**Consigne donnée 1:** Selon le texte sur l'apprentissage de la lecture, quel âge ont les bébés à qui certaines familles offrent de grosses briques de couleur ?
**Consigne donnée 2:** Dans le texte sur l'apprentissage de la lecture, substituez « châteaux » à « maisons » et recopiez tout le passage depuis « Plus tard on » jusqu'à « passe et pourquoi. ».

Apprendre à lire en
2004
Dans certaines familles on offre aux bébés de 12 ou 18 mois
quelques grosses briques de couleur pour jouer. L’enfant va les saisir, les
porter à la bouche, les jeter puis les poser l’une à côté de l’autre
, essayer de les accrocher les unes avec les autres etc…
Papa , maman , son frère ou sa sœur vont lui
dire bravo quand il réussira à les accorder d’une manière ou d’une autre. On
lui dira de quelle couleur est la brique , qu’elle est
trop grande ou trop petite, qu’elle va tomber. On ira la lui chercher quand il
la montrera du doigt et on l’aidera à construire quelque chose
.
Plus tard on lui on
en donnera d’autres, des plus petites ; on lui montrera des modèles qu’il
peut réaliser et on l’aidera à le faire. Et puis on lui montrera aussi des
maisons, des avions, bateaux qui ressemblent aux
modèles. On lui offrira des animaux pour jouer dedans, dessus, un moteur pour
faire tourner, avancer etc…Et il inventera des
histoires qui se passent dans ce monde particulier.
Dans ces mêmes familles on offrira à ce bébé un petit livre en
plastique puis en carton, puis des albums . On lui ira
des histoires ; on lui montera des images et on lui dira ce qui est
représenté, ce qui s’y passe et pourquoi.

**Données recueillies:**
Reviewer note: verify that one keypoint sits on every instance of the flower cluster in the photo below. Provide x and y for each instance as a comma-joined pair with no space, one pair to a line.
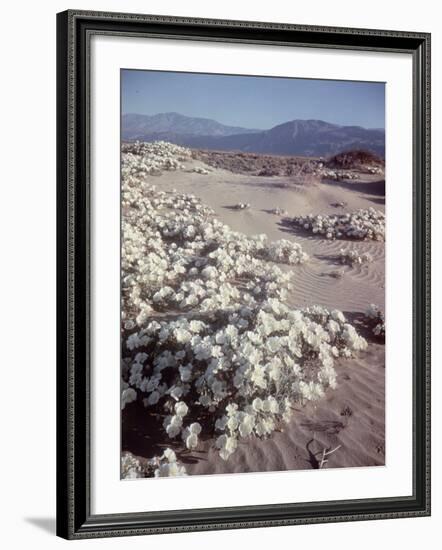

**Corrigé de l'exercice 1:** 12 ou 18 mois.

**Corrigé de l'exercice 2:**
Plus tard on lui on
en donnera d’autres, des plus petites ; on lui montrera des modèles qu’il
peut réaliser et on l’aidera à le faire. Et puis on lui montrera aussi des
châteaux, des avions, bateaux qui ressemblent aux
modèles. On lui offrira des animaux pour jouer dedans, dessus, un moteur pour
faire tourner, avancer etc…Et il inventera des
histoires qui se passent dans ce monde particulier.
Dans ces mêmes familles on offrira à ce bébé un petit livre en
plastique puis en carton, puis des albums . On lui ira
des histoires ; on lui montera des images et on lui dira ce qui est
représenté, ce qui s’y passe et pourquoi.